▸ Assignment: From the listing below, please restate exactly the lines beginning at the one with "query | spot the dead" and ending at the one with "query | spot the wetland", both included, and skip the pictures.

§ §

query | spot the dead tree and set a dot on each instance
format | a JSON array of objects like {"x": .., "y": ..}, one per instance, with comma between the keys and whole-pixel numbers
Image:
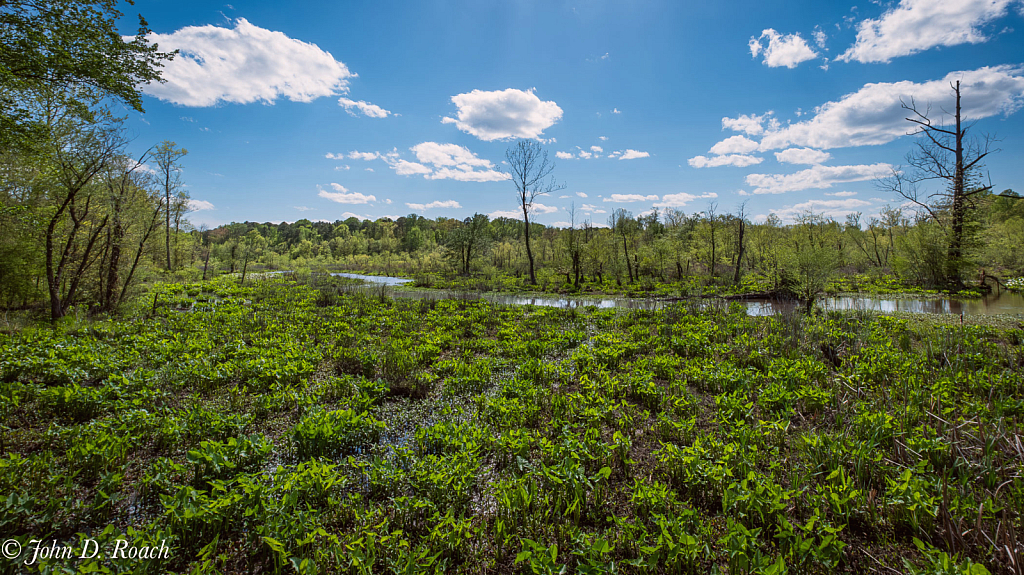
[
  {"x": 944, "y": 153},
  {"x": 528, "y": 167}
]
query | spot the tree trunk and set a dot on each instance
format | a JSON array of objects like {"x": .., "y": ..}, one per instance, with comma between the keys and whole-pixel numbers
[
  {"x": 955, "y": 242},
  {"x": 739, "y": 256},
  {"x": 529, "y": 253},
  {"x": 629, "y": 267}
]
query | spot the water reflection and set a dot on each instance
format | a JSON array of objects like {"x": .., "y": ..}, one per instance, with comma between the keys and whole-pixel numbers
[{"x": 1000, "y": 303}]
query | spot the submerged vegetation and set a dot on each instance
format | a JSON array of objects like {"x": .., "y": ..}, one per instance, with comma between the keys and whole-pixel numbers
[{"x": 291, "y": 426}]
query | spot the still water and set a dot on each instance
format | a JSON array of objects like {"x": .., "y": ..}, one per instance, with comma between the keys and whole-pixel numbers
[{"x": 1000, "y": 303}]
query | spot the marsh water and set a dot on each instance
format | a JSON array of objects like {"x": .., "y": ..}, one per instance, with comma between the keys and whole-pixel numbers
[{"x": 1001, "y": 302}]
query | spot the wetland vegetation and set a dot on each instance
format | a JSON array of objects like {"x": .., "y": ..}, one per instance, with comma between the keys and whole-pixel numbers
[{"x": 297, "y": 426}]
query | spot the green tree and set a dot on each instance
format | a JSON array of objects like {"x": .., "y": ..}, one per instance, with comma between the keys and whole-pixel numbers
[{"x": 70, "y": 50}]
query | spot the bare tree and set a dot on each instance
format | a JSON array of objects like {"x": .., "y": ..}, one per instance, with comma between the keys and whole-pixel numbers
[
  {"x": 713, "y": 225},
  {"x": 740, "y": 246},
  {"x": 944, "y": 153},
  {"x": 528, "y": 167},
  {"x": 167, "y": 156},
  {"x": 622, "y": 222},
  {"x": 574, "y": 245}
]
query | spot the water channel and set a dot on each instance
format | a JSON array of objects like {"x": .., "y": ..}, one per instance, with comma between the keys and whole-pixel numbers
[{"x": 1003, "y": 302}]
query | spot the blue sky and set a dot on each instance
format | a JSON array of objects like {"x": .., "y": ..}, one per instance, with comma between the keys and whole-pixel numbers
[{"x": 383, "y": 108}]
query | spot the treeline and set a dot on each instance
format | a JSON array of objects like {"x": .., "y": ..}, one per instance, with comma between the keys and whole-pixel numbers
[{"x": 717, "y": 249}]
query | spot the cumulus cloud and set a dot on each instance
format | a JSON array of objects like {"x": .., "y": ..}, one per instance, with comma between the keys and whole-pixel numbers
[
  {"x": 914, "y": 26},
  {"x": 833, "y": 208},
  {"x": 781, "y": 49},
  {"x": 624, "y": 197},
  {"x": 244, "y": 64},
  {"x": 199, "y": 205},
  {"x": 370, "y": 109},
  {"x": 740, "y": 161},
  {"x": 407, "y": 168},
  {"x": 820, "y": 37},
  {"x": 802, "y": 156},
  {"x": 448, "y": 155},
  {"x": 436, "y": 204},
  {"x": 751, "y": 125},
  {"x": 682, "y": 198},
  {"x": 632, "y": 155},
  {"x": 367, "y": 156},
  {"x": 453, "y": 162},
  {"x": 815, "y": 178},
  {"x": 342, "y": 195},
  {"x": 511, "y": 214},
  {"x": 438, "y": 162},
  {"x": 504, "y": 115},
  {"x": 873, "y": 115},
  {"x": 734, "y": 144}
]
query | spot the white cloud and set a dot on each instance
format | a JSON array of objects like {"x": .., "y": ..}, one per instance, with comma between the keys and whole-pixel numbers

§ §

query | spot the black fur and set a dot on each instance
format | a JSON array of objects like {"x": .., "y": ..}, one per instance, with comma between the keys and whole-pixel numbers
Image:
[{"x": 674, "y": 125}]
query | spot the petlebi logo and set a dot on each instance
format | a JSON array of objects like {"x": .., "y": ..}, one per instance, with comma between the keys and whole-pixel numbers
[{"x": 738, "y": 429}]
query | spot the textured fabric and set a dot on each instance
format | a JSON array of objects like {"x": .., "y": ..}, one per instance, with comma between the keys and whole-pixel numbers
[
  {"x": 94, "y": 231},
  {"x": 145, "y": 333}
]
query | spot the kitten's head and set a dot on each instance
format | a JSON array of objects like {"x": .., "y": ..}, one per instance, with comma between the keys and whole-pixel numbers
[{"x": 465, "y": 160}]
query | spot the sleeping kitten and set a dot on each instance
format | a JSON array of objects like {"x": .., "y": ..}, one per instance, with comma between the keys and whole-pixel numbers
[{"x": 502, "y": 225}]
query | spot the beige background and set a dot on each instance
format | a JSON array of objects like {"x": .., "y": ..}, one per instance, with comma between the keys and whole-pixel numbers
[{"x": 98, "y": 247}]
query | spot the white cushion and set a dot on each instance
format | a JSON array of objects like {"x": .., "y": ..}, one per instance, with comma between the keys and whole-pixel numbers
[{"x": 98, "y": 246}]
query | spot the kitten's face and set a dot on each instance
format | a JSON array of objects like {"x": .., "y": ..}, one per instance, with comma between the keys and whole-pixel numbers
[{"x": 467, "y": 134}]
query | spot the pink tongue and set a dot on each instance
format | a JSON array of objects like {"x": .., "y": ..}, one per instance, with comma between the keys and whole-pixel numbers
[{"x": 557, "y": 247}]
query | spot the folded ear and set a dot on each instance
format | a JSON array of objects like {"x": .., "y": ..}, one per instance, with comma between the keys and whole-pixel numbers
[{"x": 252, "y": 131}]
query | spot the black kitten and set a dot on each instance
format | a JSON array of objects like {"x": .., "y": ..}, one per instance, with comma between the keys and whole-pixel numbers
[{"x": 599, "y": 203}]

§ §

▸ Written answer:
query | spot the dead tree and set a dot on each instance
format | a JSON array of objects like {"x": .., "y": ..}, one per instance, with comma between the keys and whole-pixel numbers
Image:
[
  {"x": 944, "y": 153},
  {"x": 528, "y": 167}
]
query | spot the tree trunk and set a dot on each instance
format | a JSON array of objects like {"x": .., "y": ..}, one per instance, with comma between the keys and whole-pixel numbers
[
  {"x": 955, "y": 242},
  {"x": 739, "y": 256},
  {"x": 529, "y": 253},
  {"x": 629, "y": 267}
]
query | spot the water reflection and set a dot on each instance
format | a JSON array of objects like {"x": .., "y": ..}, one per instance, with comma between the keys and whole-pixel numbers
[{"x": 1000, "y": 303}]
query | spot the submerged vegetation and set a dot on each instance
format | a JSON array of objects like {"x": .., "y": ..}, one per instance, with comma between the keys and whole-pixel numbers
[{"x": 291, "y": 426}]
query | spot the still water and set a dot on each instance
format | a JSON array of objects like {"x": .., "y": ..}, one per instance, with comma between the keys and whole-pixel numbers
[{"x": 1000, "y": 303}]
query | spot the marsh water and set a dot on each instance
format | a JSON array of objects like {"x": .., "y": ..}, one per instance, with comma between the keys and whole-pixel numbers
[{"x": 1001, "y": 302}]
query | spot the wetland vegetation and set a dot on each instance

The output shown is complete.